_EXTRACTED ENTRIES_:
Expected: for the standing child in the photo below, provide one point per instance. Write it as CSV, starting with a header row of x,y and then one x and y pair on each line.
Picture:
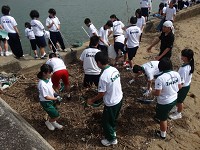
x,y
140,21
166,87
167,40
91,70
185,71
38,30
131,41
10,25
92,29
5,43
47,99
31,36
103,37
53,24
110,90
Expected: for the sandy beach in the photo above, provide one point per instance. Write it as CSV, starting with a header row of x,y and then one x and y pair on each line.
x,y
183,133
136,126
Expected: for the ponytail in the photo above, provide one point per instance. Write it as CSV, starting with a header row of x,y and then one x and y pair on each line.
x,y
44,69
190,56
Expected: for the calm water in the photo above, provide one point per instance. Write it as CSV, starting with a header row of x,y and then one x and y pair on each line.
x,y
72,14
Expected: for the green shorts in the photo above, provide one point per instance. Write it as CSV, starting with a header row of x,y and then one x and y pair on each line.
x,y
182,93
50,108
162,111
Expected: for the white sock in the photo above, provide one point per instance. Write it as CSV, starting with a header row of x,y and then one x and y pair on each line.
x,y
163,134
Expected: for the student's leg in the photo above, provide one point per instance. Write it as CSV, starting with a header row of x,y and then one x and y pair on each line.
x,y
60,40
53,40
110,114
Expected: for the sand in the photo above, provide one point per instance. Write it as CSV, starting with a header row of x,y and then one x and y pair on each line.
x,y
183,133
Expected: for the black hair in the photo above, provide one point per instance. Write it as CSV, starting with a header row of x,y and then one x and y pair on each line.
x,y
94,40
137,68
51,55
34,14
109,23
87,21
101,57
133,20
190,56
5,10
44,69
113,16
161,6
139,12
27,25
52,11
165,64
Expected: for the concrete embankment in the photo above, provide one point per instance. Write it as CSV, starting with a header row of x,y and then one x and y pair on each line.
x,y
15,132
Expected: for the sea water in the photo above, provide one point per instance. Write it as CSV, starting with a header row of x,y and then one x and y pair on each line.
x,y
71,14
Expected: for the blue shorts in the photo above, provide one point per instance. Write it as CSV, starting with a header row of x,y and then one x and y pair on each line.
x,y
40,40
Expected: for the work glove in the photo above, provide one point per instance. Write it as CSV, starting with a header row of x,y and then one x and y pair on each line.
x,y
59,99
147,93
131,81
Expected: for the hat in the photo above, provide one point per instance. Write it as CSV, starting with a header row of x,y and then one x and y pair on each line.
x,y
169,24
137,68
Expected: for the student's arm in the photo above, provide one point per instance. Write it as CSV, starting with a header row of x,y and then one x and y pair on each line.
x,y
99,96
153,44
50,98
163,53
16,29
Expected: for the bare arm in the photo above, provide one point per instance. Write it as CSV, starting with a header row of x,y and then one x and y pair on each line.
x,y
153,44
163,53
99,96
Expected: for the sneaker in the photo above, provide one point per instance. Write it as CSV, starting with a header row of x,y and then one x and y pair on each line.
x,y
174,109
158,133
175,116
57,125
64,50
105,142
49,125
36,56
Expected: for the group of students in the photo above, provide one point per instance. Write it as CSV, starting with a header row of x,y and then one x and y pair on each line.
x,y
35,32
171,87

_WHAT IS BEING ASKED_: Revise all the material above so that every occurrence of "one point per instance" reads "a single point for each instance" and nothing else changes. Leave the pictures out of your answer.

_CORRECT RESPONSE_:
Expected: for the standing child in the photo below, provide a single point for each instance. Write it as CSV, starting with a header row of x,y and then one x and y pair on each line.
Picture:
x,y
140,21
166,87
167,40
91,70
185,71
38,30
131,41
10,25
92,29
5,43
47,99
31,36
103,37
53,24
110,90
Expected: for the sandy beach in the photo above, provide a single point for each instance. Write it as CSV, starting with a header row of x,y and then one x and y pair on each line.
x,y
183,133
136,126
Expected: for the ponytail in the photo above, provide a single point for each instance. Write it as CSV, starting with a header row of x,y and then one x and y pair on each line.
x,y
44,69
190,56
Expected: for the calm water in the photo above, provide a single point for each instance. Write it as CSV, starting with a header row of x,y and then one x and y pair on each line.
x,y
72,14
Expected: for the green shorts in the photo above, provide a single point for each instance. Write it as CSV, starting with a header row of x,y and then one x and y pair on each line.
x,y
182,93
50,108
162,111
Expected: for the white sock in the photo above, provide a single point for each instance. Write it as CSV, starting with a header row of x,y and then one x and y pair on each line.
x,y
163,134
Expected: for the student's leg in the photo above, provide a single point for each instance. Write it as CSV, starting with a header row of x,y and then one x and y pair on each line.
x,y
60,40
53,40
110,114
Expected: for the sand in the photo above, provide a single point for each instance. Write it as CSV, starting with a header row of x,y and then one x and y pair on each line.
x,y
183,133
Expected: for the black hair in the photo above, provide a single point for each instance. Write it as CSV, starting with a header row of x,y and then one x and y pair on each line.
x,y
94,40
137,68
51,55
34,14
109,23
87,21
101,57
133,20
190,56
5,10
44,69
113,16
161,6
139,12
27,25
52,11
165,64
Expected: for the concrete embankment in the photo above, provide a single point for each instance. Write it as CSV, starting with a header row of x,y and then one x and y pair on each line.
x,y
15,132
Expected: for the sea water in the photo above, provide a single point for each instance. Write it as CSV, starting with a header row of x,y and then one x and y pair on each line.
x,y
71,14
Expected: for the blue shorts in the photo above, provide a single point for each instance. Write it as CSV, starting with a header row of x,y and then one x and y pair on each line.
x,y
40,40
Expected: for the work glove in the photo above, provide a single point for each instance. Write it as CSV, starting with a header row of x,y and then one x and y pair on each line.
x,y
59,99
147,93
131,81
Expected: for the hat in the photo above, provide a single point for each instance. Write it as CSV, starting with a header row of x,y and then one x and y pair on each line.
x,y
169,24
137,68
Expected: for the student's arm in the photo above, provide a single point for each instance. Write it as CSV, starting with a header row of x,y and then one x and y pair on each line.
x,y
99,96
153,44
50,98
163,53
16,29
Expected: for the bare arm in the photo above, provide a single point for each instance. Write it as CSV, starting with a header row of x,y and then one x and y pair on each line.
x,y
153,44
163,53
99,96
Expected: for the sneaker in the photo above, provide a single point for each instance. Write it as CSV, starting with a header row of x,y and then one x and y pair on each line.
x,y
174,109
158,133
175,116
57,125
64,50
105,142
49,125
36,56
Expected: for the group of students in the photo above, provide a single point for each instance. Write it as CSV, starting with a header row of x,y and then one x and y pair on each line.
x,y
35,32
171,87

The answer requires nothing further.